So what do they do? Build a kickass Feed Reader, make it better than all the competition, and get people switching! Makes a lot of sense now, huh?

Google Desktop:
A search index of all the content on your local hard drive. Awesome. Next step? Synchronize this data across your computers. Of course you want to search from your laptop. And maybe while you’re at the office. How do you do this synchronizing? Easy! You upload the entire index of your hard drive to Google’s servers! Now they have access to all that data! Brilliant!

Google Checkout & Google Finance:
You mean other than getting my credit card number and knowing what’s in my 401K? I don’t see too much benefit to Finance, but I do see a ton of great data coming through Google Checkout. In addition to the obvious cash cow it could (potentially) become for them, they are now getting hard data about who buys what, when, and for what price. Cool.

Orkut & Dodgeball:
Know my friends. Know where I am in the physical world at any given time. Could be useful.

§ **Stored records**:
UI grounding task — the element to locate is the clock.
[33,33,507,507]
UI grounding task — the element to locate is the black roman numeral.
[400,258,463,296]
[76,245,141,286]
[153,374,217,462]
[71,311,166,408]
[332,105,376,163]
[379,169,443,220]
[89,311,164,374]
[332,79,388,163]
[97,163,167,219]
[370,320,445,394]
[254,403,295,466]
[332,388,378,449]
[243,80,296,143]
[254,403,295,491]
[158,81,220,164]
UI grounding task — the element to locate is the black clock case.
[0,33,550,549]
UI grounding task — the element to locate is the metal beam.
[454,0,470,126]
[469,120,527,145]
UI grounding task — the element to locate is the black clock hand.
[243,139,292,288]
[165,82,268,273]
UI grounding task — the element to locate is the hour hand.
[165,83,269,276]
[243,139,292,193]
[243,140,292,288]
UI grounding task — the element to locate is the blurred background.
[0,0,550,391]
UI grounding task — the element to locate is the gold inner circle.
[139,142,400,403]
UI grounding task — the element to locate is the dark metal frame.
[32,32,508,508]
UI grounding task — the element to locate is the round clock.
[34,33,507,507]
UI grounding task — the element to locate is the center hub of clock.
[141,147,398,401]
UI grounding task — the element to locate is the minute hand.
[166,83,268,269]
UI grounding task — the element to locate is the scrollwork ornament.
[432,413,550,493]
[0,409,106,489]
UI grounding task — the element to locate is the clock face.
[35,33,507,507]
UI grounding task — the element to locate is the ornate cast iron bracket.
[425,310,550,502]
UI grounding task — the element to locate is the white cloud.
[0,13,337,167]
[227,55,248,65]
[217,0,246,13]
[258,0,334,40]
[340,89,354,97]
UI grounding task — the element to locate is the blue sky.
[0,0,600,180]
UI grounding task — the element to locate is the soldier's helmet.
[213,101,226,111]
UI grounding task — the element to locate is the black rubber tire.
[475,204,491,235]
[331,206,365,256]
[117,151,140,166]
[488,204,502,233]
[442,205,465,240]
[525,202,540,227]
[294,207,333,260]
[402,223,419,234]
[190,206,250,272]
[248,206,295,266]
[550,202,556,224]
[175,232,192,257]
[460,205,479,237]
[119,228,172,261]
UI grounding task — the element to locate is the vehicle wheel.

§ **Direction 1**: Condense the paragraph of the passage on Google services that begins "A search index of all the content" into a short bulleted list that keeps its main facts.
§ **Direction 2**: According to the passage on Google services, what hard data is Google now getting through Google Checkout?
§ **Direction 3**:
For each statement, say whether the passage on Google services supports it, answering yes or no and quoting the deciding words.
(a) The writer sees a great deal of benefit to Google Finance.
(b) Google Desktop synchronizes data by uploading the whole hard-drive index to Google's servers.
(c) Orkut & Dodgeball are associated with knowing where a person is in the physical world.

§ **Reply 1**:
- Google Desktop indexes all the content on a local hard drive.
- The next step is synchronizing this data across computers, so a user can search from a laptop or from the office.
- Synchronization works by uploading the entire index of the hard drive to Google's servers.
- As a result, Google gains access to all that data.

§ **Reply 2**: Who buys what, when, and for what price.

§ **Reply 3**:
(a) No: "I don’t see too much benefit to Finance"
(b) Yes: "You upload the entire index of your hard drive to Google’s servers!"
(c) Yes: "Know where I am in the physical world at any given time."